- **Texto de estudo**:
------------------------
Apenas o Rei e sua família direta, poderiam usar tecido de ouro ou cor roxa. Henrique VIII era sempre a pessoa mais esplendorosamente vestida da Corte. Suas roupas eram feitas do mais rico tecido – como seda, brocados, tafetá, cetim e veludo – e suas camisas eram da mais fina qualidade, de linho ou seda bordada. O inventário de bens do Rei, revela que ele tinha um grande número do que ele charmosamente chamava de ‘bebês’, manequins vestidos em várias peças de roupas, permitindo-lhe avaliar certo look ou peça em particular. Havia um grande número das muito caras penas de avestruz – marca registrada do monarca – que ele invariavelmente, adicionaria ao chapéu para completar seu look.
Nos círculos íntimos da câmara privada, a confiança poderia ser trocada e por isso sempre apareciam oportunidades para o abuso da mesma. O regulamento ressaltava que, os homens da câmara privada deveriam ”se amar, criando uma boa unidade e harmonia, mantendo em segredo todas as coisas que deveriam ser feitas ou ditas, sem revelar qualquer parte delas a qualquer pessoa que não estivesse presente na câmara”. mesmo que o rei estivesse ausente, eles tinham de esperar diligentemente na Câmara, sem nenhuma fofoca sobre onde ele pode estar ou o que estaria fazendo e ”sem murmúrios, resmungos ou falatório sobre os passatempos do Rei, se ele demora ou vai cedo para a cama, ou qualquer coisa realizada por Sua Graça’‘. Era dever de todos, denunciar qualquer pessoa que ”usasse qualquer linguagem ruim ou imprópria sobre o Rei”.
No ano seguinte ao regulamento de Eltham, o Rei Henrique VIII decidiu divorciar-se de Catarina de Aragão e desposar Ana Bolena. Anos mais tarde, Ana estava sob julgamento. A maneira despreocupada que relacionava-se com os homens da câmara privada, contando piadas sobre a saúde do rei, ou tamanho de suas roupas de baixo, fizeram com que Ana e os cavalheiros, fossem acusados de traição. Henry Norris e William Brereton, foram executados como parte das acusações contra ela. A proximidade com um Rei, era tanto uma benção, quanto uma maldição.
O Rei é claro, poderia admitir quem quisesse em seus aposentos interiores – seus conselheiros, companheiros de esporte e amigos. A intenção de Wolsey no regulamento, era regularizar, protocolar e limitar o papel destes ‘minions’ (servos), como ele gostava de chamar. Henry Courtney, Marquês de Exeter e Conde de Devon, ‘parente próximo do Rei… que um dia trouxe uma criança com sua graça presente na câmara’, foi especificamente nomeado, como alguém que poderia ir e vir como um “fidalgo da Casa Real”, mesmo que ele não tivesse nenhum trabalho específico para fazer.
------------------------
- **Informações exibidas**:
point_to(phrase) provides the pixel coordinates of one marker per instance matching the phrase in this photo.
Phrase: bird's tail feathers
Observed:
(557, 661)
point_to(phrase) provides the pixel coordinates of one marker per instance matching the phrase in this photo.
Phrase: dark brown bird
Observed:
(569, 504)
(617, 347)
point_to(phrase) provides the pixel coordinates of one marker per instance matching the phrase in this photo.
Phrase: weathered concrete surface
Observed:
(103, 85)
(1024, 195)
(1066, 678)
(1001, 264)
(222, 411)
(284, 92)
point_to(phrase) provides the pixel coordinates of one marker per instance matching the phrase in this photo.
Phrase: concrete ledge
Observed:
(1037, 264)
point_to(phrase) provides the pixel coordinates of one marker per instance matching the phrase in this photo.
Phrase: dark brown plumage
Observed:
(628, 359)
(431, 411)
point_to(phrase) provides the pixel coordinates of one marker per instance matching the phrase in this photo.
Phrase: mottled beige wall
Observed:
------------------------
- **Instruções do exercício**:
1 > Segundo o texto de estudo, quais homens foram executados como parte das acusações contra Ana Bolena?
2 > Reproduza o trecho do texto de estudo de "No ano seguinte" até "quanto uma maldição.", sem mudar nada.

- **Respostas do exercício**:
1 > Henry Norris e William Brereton.

2 >
No ano seguinte ao regulamento de Eltham, o Rei Henrique VIII decidiu divorciar-se de Catarina de Aragão e desposar Ana Bolena. Anos mais tarde, Ana estava sob julgamento. A maneira despreocupada que relacionava-se com os homens da câmara privada, contando piadas sobre a saúde do rei, ou tamanho de suas roupas de baixo, fizeram com que Ana e os cavalheiros, fossem acusados de traição. Henry Norris e William Brereton, foram executados como parte das acusações contra ela. A proximidade com um Rei, era tanto uma benção, quanto uma maldição.